**DIRECTIVE**: Retype all of the data below line for line, without changing anything, but leave out the picture.

**DATA LISTING**:
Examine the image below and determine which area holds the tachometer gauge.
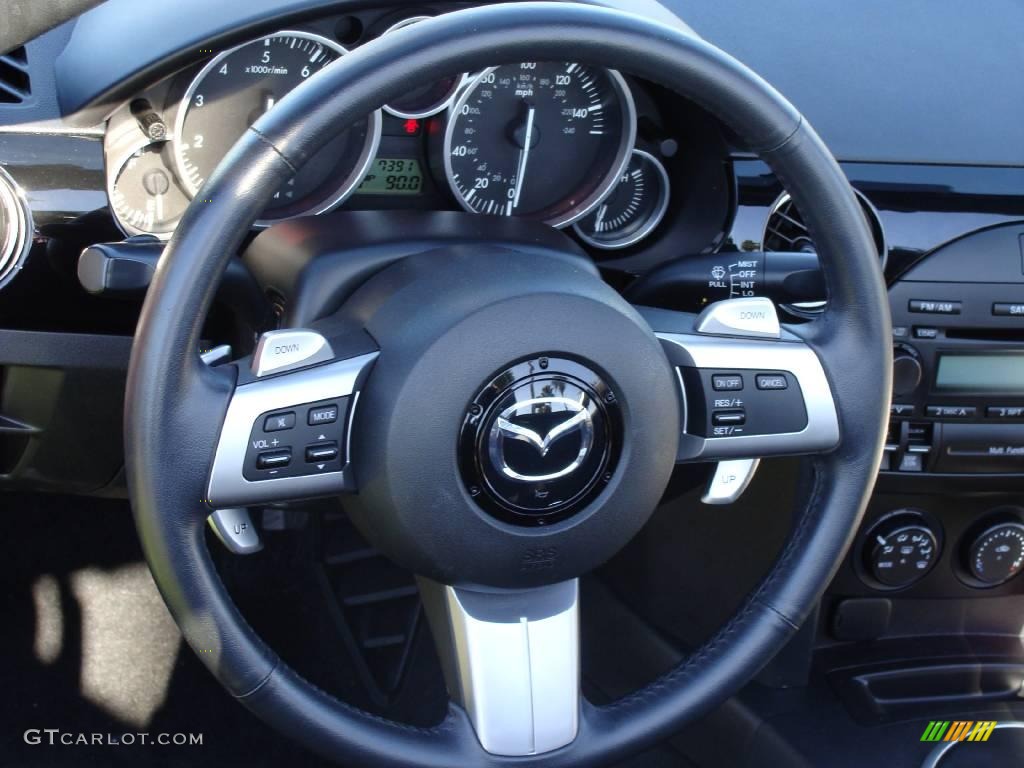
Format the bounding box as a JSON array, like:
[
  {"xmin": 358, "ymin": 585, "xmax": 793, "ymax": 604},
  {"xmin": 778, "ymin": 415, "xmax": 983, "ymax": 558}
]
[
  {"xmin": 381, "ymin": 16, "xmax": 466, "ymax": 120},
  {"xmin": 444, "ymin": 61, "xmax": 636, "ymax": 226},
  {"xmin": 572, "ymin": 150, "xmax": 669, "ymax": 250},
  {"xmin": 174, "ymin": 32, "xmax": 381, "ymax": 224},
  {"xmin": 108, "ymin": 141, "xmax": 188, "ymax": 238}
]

**EXERCISE OUTPUT**:
Examine the image below and determine which area holds the tachometer gauge.
Format the bounding box as a JSON array, like:
[
  {"xmin": 358, "ymin": 585, "xmax": 793, "ymax": 604},
  {"xmin": 778, "ymin": 415, "xmax": 983, "ymax": 558}
]
[
  {"xmin": 381, "ymin": 16, "xmax": 466, "ymax": 120},
  {"xmin": 444, "ymin": 61, "xmax": 636, "ymax": 226},
  {"xmin": 572, "ymin": 150, "xmax": 669, "ymax": 250},
  {"xmin": 174, "ymin": 32, "xmax": 381, "ymax": 224},
  {"xmin": 108, "ymin": 141, "xmax": 188, "ymax": 238}
]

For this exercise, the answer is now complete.